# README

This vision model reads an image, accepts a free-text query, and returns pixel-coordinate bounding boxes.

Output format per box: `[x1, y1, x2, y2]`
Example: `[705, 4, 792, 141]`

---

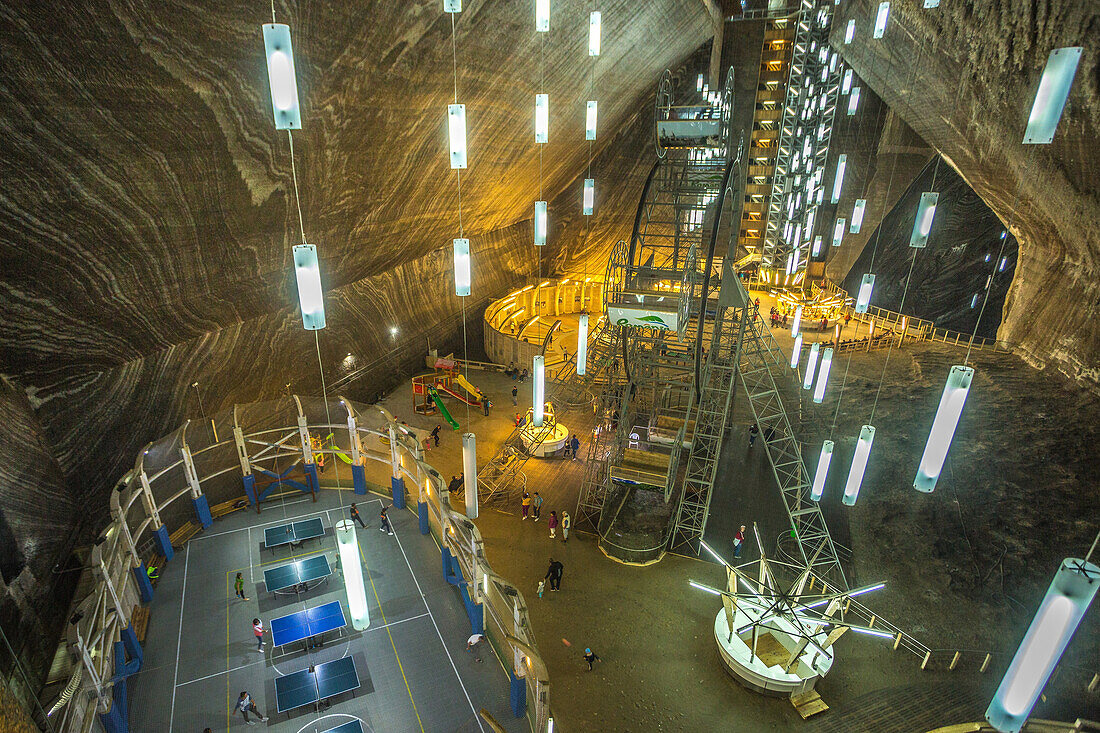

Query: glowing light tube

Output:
[454, 239, 471, 295]
[535, 95, 550, 143]
[913, 367, 974, 493]
[1024, 46, 1082, 144]
[829, 153, 848, 204]
[842, 425, 875, 506]
[872, 2, 890, 39]
[855, 273, 875, 313]
[848, 198, 867, 234]
[535, 0, 550, 33]
[589, 10, 601, 56]
[293, 244, 325, 331]
[336, 519, 371, 631]
[909, 190, 939, 247]
[531, 354, 546, 427]
[986, 558, 1100, 733]
[447, 105, 466, 169]
[263, 23, 301, 130]
[802, 341, 822, 390]
[791, 333, 802, 369]
[462, 433, 477, 519]
[576, 313, 589, 376]
[814, 347, 833, 405]
[810, 440, 833, 502]
[535, 201, 547, 247]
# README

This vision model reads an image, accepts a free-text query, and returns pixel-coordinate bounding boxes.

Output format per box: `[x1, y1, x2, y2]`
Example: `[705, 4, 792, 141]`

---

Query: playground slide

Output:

▶ **Exercise goal**
Rewrite the entries from the very start through the line containing "[855, 273, 875, 313]", changing "glowing light tube" to "fluorescent tube" and keeping everything else the same. Omit the pictures from your answer.

▶ **Exercise answer**
# README

This vision model reads an image, accepts a free-text query, and returns pixel-coordinate bounding boxes.

Output format per box: `[x1, y1, x2, y2]`
Example: `[705, 4, 792, 141]`

---


Query: fluorescent tube

Output:
[454, 239, 471, 295]
[535, 95, 550, 143]
[913, 367, 974, 493]
[1024, 46, 1082, 144]
[829, 153, 848, 204]
[842, 425, 875, 506]
[872, 2, 890, 39]
[855, 273, 875, 313]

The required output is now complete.